*** PROVIDED PASSAGE ***

September 27, 2002, in two distinct yet clearly contrasting ways was of great significance. It was the occasion when, a long with my colleagues from Africa, the Caribbean and the Pacific, we commenced negotiations with the European Union (EU), the eventual conclusion of which would transform our trade relations in the most profound way, and propel us squarely into the liberalised global economy which is rapidly emerging.
We were still getting attuned to the complexity of the task before us, when we received information, which would fill us with foreboding. We received word of the requests by Australia and Brazil to the European Communities for consultations with respect to the EC's Common Organisation of the Market in Sugar, with the attendant implications for all ACP countries which export sugar to the EU.
For Guyana, the concern was heightened by the fact that the requests emanated from Australia, a fellow longstanding member of the Commonwealth and from Brazil, its neighbour to the south, with which it enjoys the most excellent relations.
I must acknowledge that both Australia and Brazil are on record as stating that their approach to the EC is in no way intended to call into question the ACP beneficial exports of sugar to the EU under the sugar protocol and the special preferential sugar agreement. However, one of the reasons I am here today to make this statement is in no small measure linked to the traumatic experience we in the Caribbean had with our banana industry. Following the challenge to the EC banana import regime by some non-ACP exporting countries, similar assurances were given to us. In the end those assurances brought us no comfort. I will say more about that later.
My colleague from Mauritius has stated that Guyana and other Commonwealth countries were exporting sugar to the United Kingdom under the Commonwealth Sugar Agreement some 25 years before its entry to the EC in 1975. This longstanding arrangement was transformed by mutual consent and to mutual benefit of the ACP and EU into the sugar protocol with its guarantees of purchase and import, negotiated price and unlimited duration.
The tremendous importance to my country of access for its sugar to the EU market on those terms, cannot be over-emphasised. We export 167,000 tonnes of sugar to the EU under the sugar protocol and currently a further 25,000 - 30,000 tonnes under the special preferential sugar agreement. These exports make up over 90 per cent of our sugar exports outside of our region and they underpin the industry in a very fundamental way.
The beneficial terms under which our exports of sugar under the protocol enter the EU have been sanctioned by the successive waivers granted by the multilateral trading system to the ACP-EC Agreements. And at the conclusion of the Uruguay round of multilateral trade negotiations which gave birth to the World Trade Organisation, the EC in a footnote to its export commitment, explicitly provided for the exclusion of exports of sugar of ACP and Indian origin from its reduction commitment.
What is the volume of EU imports of sugar from the ACP countries provided for under the beneficial trade arrangements sugar protocol? Some may say a mere 1.6 million metric tonnes in the context of large producers such as Australia and Brazil. However, for our small developing countries, in which sugar is the dominant agricultural activity and in some cases the dominant economic and export activity, those 1.6 million tonnes represent our lifeblood. We will commit a grave social injustice to our people if we do not do all in our power to ensure the preservation of those arrangements and are confident that countries such as Australia and Brazil fully appreciate why.
Guyana is in no way questioning the right of Australia and Brazil, as members of the WTO, from pursuing what they perceive to be their national interests. At the same time, the Government of Guyana on behalf of the people of Guyana is equally obliged to seek to ensure that at the end of these consultations - and we sincerely hope that consultations will suffice - any resolution will not have devastating effects similar to those experienced by some ACP countries in the Caribbean, particularly the Commonwealth of Dominica whose economy was ruined as a result of the outcome of the WTO ruling on the EU banana import regime.

*** End of PROVIDED PASSAGE ***

■ PROBLEM SET ■
a. Summarize the statement on sugar in two sentences.
b. Answer these questions using the statement on sugar:
(i) How many tonnes of sugar does Guyana export to the EU under the sugar protocol?
(ii) What guarantees does the sugar protocol carry?
(iii) Whose economy was ruined as a result of the WTO ruling on the EU banana import regime?

*** EXERCISE DATA ***

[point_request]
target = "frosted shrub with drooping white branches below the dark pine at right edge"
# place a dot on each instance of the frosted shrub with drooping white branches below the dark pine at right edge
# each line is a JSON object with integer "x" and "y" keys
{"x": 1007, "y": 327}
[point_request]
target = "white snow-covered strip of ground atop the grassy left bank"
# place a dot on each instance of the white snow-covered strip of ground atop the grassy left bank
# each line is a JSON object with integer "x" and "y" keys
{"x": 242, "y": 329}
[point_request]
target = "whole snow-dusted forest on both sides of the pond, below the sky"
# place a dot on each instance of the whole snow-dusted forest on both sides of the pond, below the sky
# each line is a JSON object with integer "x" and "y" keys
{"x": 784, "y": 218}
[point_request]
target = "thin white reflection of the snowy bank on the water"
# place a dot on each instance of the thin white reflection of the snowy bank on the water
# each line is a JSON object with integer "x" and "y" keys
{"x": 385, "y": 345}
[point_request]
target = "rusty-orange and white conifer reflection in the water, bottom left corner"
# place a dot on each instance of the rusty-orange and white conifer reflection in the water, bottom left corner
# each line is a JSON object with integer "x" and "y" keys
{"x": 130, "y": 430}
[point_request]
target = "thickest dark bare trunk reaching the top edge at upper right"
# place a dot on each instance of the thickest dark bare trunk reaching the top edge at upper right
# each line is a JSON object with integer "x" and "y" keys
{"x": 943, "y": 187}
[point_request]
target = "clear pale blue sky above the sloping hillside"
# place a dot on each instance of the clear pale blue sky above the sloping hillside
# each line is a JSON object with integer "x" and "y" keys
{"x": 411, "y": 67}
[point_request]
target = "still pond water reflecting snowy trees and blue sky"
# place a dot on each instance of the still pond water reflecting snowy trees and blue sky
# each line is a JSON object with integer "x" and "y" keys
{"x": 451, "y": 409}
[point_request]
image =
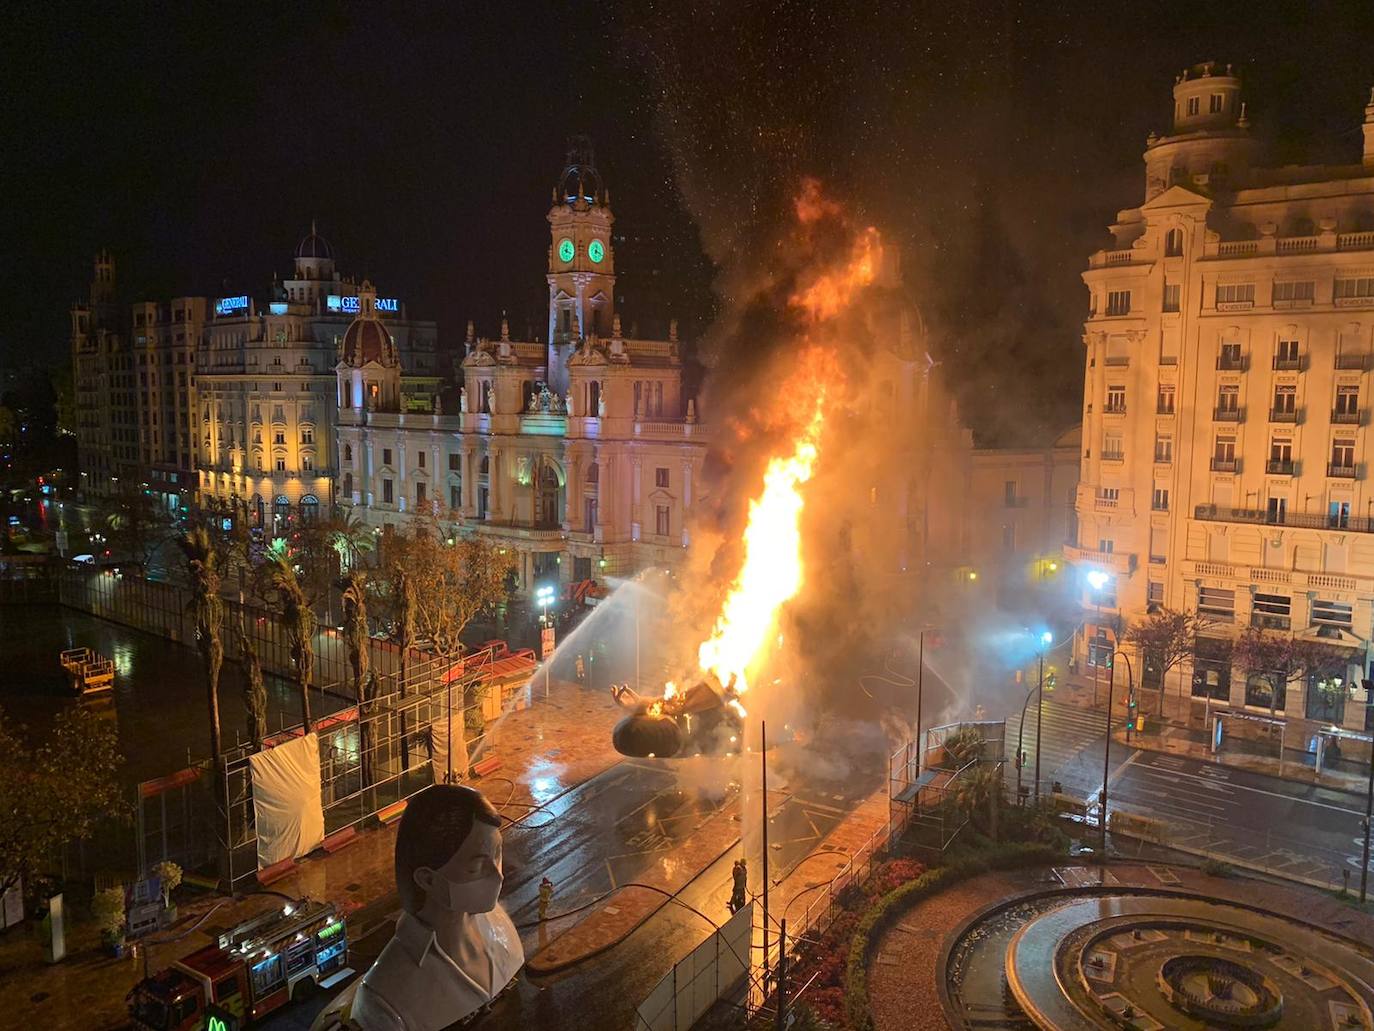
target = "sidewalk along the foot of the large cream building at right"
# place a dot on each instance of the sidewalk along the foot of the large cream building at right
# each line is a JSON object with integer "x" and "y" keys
{"x": 1178, "y": 738}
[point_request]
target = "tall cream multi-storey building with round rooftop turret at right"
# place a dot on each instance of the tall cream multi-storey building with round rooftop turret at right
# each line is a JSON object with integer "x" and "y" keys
{"x": 1226, "y": 413}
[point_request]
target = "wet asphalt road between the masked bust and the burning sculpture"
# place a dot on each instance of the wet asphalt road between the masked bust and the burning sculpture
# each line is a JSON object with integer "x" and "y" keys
{"x": 615, "y": 830}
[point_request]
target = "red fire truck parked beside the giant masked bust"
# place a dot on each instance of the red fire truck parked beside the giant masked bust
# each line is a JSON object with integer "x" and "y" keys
{"x": 251, "y": 971}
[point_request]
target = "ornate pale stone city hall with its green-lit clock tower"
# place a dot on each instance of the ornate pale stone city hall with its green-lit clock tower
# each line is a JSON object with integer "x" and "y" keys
{"x": 581, "y": 453}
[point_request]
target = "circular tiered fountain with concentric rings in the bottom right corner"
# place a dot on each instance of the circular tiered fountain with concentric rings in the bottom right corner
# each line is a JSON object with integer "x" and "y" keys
{"x": 1151, "y": 960}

*** End of EXERCISE DATA ***

■ OUTPUTS IN ORDER ■
a. On September 27, 2002, ACP countries began negotiations with the EU that would transform their trade relations, and word came of requests by Australia and Brazil for consultations with the EC on its Common Organisation of the Market in Sugar. Guyana, which exports 167,000 tonnes of sugar to the EU under the sugar protocol, relies on these exports to underpin its industry and seeks to ensure the consultations do not have devastating effects like those some Caribbean ACP countries suffered after the WTO ruling on the EU banana import regime.

b.
(i) 167,000 tonnes.
(ii) Guarantees of purchase and import, a negotiated price and unlimited duration.
(iii) The economy of the Commonwealth of Dominica.